--- Begin Record extracts ---

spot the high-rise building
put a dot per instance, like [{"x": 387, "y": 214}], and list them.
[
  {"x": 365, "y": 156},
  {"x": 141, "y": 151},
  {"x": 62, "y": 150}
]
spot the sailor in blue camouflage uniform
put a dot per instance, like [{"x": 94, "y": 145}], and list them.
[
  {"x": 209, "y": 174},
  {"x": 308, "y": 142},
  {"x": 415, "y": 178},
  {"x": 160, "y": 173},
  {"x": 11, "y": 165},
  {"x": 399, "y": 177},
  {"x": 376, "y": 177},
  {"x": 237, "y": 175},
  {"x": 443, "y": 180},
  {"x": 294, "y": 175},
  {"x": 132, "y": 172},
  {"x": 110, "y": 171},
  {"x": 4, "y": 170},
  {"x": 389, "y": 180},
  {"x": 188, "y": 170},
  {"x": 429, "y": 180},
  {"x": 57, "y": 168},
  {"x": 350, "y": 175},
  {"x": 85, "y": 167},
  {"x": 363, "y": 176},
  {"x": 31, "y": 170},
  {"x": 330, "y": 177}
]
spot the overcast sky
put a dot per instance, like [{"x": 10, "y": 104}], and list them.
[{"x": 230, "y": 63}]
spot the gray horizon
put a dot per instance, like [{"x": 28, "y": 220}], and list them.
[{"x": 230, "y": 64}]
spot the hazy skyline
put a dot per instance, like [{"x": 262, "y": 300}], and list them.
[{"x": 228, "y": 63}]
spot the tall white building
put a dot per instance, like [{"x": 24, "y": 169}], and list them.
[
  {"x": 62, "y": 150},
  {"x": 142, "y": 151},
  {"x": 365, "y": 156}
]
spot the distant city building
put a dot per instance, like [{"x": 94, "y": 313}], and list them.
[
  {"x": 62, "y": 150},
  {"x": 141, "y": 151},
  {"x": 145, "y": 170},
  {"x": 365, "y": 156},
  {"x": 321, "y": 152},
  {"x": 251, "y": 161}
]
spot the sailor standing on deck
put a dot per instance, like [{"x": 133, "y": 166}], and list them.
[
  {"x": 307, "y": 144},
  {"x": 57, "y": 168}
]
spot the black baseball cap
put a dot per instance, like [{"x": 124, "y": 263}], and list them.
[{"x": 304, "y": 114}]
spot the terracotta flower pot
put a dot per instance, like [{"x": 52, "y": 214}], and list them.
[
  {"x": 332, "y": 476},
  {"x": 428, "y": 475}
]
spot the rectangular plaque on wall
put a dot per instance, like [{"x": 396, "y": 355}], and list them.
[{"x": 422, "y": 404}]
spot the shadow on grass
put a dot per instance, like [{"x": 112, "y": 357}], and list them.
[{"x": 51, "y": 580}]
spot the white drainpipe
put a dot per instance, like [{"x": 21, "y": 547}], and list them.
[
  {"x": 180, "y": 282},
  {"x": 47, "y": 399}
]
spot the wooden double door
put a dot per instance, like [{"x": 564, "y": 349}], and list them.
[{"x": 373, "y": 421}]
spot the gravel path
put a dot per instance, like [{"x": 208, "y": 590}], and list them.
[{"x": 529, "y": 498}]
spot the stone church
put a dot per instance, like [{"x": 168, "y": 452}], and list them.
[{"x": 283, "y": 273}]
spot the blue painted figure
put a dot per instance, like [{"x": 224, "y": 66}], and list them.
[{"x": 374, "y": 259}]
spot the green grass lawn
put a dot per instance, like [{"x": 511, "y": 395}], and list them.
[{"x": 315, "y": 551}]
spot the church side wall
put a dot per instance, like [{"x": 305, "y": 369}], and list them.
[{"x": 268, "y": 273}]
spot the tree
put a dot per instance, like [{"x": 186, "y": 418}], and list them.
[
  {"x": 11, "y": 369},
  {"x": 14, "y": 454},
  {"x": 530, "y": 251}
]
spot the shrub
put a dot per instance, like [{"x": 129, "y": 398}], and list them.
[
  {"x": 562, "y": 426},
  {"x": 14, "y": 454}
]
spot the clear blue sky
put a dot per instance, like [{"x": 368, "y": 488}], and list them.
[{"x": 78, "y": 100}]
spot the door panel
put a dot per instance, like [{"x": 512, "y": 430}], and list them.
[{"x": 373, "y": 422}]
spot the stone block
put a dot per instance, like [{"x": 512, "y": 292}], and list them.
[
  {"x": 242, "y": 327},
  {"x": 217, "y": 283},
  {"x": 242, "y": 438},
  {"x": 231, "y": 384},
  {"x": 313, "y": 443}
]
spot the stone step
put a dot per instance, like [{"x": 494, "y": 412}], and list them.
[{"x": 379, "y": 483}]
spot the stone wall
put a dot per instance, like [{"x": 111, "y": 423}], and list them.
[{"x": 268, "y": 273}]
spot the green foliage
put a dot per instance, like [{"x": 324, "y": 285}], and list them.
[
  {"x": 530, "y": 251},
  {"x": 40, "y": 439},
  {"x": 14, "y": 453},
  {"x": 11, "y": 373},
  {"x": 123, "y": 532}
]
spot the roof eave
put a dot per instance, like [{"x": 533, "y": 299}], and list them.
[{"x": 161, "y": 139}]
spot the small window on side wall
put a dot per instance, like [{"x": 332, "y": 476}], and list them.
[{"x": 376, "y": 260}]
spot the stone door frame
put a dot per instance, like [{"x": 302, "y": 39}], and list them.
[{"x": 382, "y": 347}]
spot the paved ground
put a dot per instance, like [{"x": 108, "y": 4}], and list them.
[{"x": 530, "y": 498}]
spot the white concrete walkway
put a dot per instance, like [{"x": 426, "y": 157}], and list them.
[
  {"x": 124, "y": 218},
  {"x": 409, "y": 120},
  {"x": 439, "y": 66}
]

--- End Record extracts ---

*Required task*. Copy out all of the material above, line for line, without changing a single character.

*Complete response*.
spot the high-rise building
put a dot per instance, like [{"x": 387, "y": 214}], and list them.
[
  {"x": 365, "y": 156},
  {"x": 141, "y": 151},
  {"x": 62, "y": 150}
]
spot the sailor in blue camouflage uniform
put a dot per instance, like [{"x": 94, "y": 145}], and list them.
[
  {"x": 209, "y": 174},
  {"x": 308, "y": 142},
  {"x": 415, "y": 178},
  {"x": 160, "y": 173},
  {"x": 11, "y": 165},
  {"x": 399, "y": 177},
  {"x": 376, "y": 177},
  {"x": 237, "y": 175},
  {"x": 443, "y": 180},
  {"x": 294, "y": 175},
  {"x": 132, "y": 172},
  {"x": 110, "y": 171},
  {"x": 4, "y": 170},
  {"x": 389, "y": 180},
  {"x": 188, "y": 170},
  {"x": 429, "y": 180},
  {"x": 57, "y": 168},
  {"x": 350, "y": 175},
  {"x": 85, "y": 167},
  {"x": 363, "y": 176},
  {"x": 31, "y": 170},
  {"x": 330, "y": 177}
]
spot the overcast sky
put a dot per instance, like [{"x": 10, "y": 104}], and list them.
[{"x": 230, "y": 63}]
spot the gray horizon
put a dot per instance, like [{"x": 28, "y": 220}], and list them.
[{"x": 230, "y": 64}]
spot the hazy skyline
put a dot per instance, like [{"x": 262, "y": 300}], and list them.
[{"x": 228, "y": 63}]
spot the tall white building
put a dot per instance, like [{"x": 24, "y": 169}], and list them.
[
  {"x": 62, "y": 150},
  {"x": 142, "y": 151},
  {"x": 365, "y": 156}
]
spot the distant city building
put a dot per instance, like [{"x": 94, "y": 313}], and list them.
[
  {"x": 62, "y": 150},
  {"x": 141, "y": 151},
  {"x": 145, "y": 170},
  {"x": 365, "y": 156},
  {"x": 321, "y": 152},
  {"x": 251, "y": 161}
]
spot the sailor standing on deck
put a dot per instance, like [{"x": 133, "y": 166}], and list them.
[
  {"x": 307, "y": 144},
  {"x": 57, "y": 168}
]
spot the black baseball cap
put a dot per instance, like [{"x": 124, "y": 263}], and list them.
[{"x": 304, "y": 114}]
spot the terracotta flower pot
put a dot per instance, like [{"x": 52, "y": 214}], and list them.
[
  {"x": 332, "y": 476},
  {"x": 428, "y": 475}
]
spot the rectangular plaque on wall
put a dot per instance, like [{"x": 396, "y": 355}], and list them.
[{"x": 422, "y": 404}]
spot the shadow on grass
put a dot per instance, like [{"x": 112, "y": 357}], and list them.
[{"x": 51, "y": 580}]
spot the white drainpipe
put a dot per instance, like [{"x": 21, "y": 547}], and list them.
[
  {"x": 180, "y": 282},
  {"x": 47, "y": 399}
]
spot the wooden double door
put a dot per instance, like [{"x": 564, "y": 349}], and list them.
[{"x": 373, "y": 421}]
spot the gravel path
put a dot per instance, like [{"x": 208, "y": 590}], and list them.
[{"x": 529, "y": 498}]
spot the stone church
put a dot per instance, like [{"x": 168, "y": 452}], and list them.
[{"x": 283, "y": 273}]
spot the blue painted figure
put a dot per instance, like [{"x": 224, "y": 66}], and list them.
[{"x": 374, "y": 259}]
spot the green grass lawn
put a dot per instance, like [{"x": 511, "y": 395}], and list them.
[{"x": 315, "y": 551}]
spot the church side wall
put a dot per instance, like [{"x": 305, "y": 369}], and list them.
[{"x": 268, "y": 273}]
spot the tree
put a dot per instance, like [{"x": 186, "y": 418}], and list them.
[
  {"x": 11, "y": 369},
  {"x": 14, "y": 454},
  {"x": 530, "y": 251}
]
spot the shrub
put a dot per instance, like [{"x": 129, "y": 398}], and list them.
[
  {"x": 562, "y": 426},
  {"x": 14, "y": 454}
]
spot the clear blue sky
put a dot per instance, like [{"x": 368, "y": 488}], and list them.
[{"x": 78, "y": 100}]
spot the door panel
put a dot per instance, like [{"x": 512, "y": 430}], and list them.
[{"x": 373, "y": 422}]
spot the stone block
put a dot per instance, like [{"x": 512, "y": 292}], and list them.
[
  {"x": 242, "y": 327},
  {"x": 217, "y": 283},
  {"x": 242, "y": 438},
  {"x": 231, "y": 384},
  {"x": 313, "y": 443}
]
spot the stone step
put a dot per instance, like [{"x": 494, "y": 412}], and list them.
[{"x": 379, "y": 483}]
spot the stone wall
put a dot per instance, like [{"x": 111, "y": 423}], and list them.
[{"x": 268, "y": 273}]
spot the green foliage
put a dot per instance, like [{"x": 324, "y": 285}], and list them.
[
  {"x": 530, "y": 251},
  {"x": 40, "y": 439},
  {"x": 14, "y": 453},
  {"x": 11, "y": 373},
  {"x": 123, "y": 532}
]
spot the roof eave
put a dot per instance, like [{"x": 533, "y": 299}], and list them.
[{"x": 161, "y": 139}]
spot the small window on side wall
put a dot per instance, like [{"x": 332, "y": 476}], and list them.
[{"x": 376, "y": 260}]
spot the stone door frame
put a dot per instance, like [{"x": 302, "y": 39}], and list them.
[{"x": 382, "y": 347}]
spot the paved ground
put a dot per instance, like [{"x": 108, "y": 4}], and list them.
[{"x": 530, "y": 498}]
spot the white concrete walkway
put a dot per instance, like [{"x": 426, "y": 157}], and list them.
[
  {"x": 124, "y": 218},
  {"x": 409, "y": 120},
  {"x": 439, "y": 66}
]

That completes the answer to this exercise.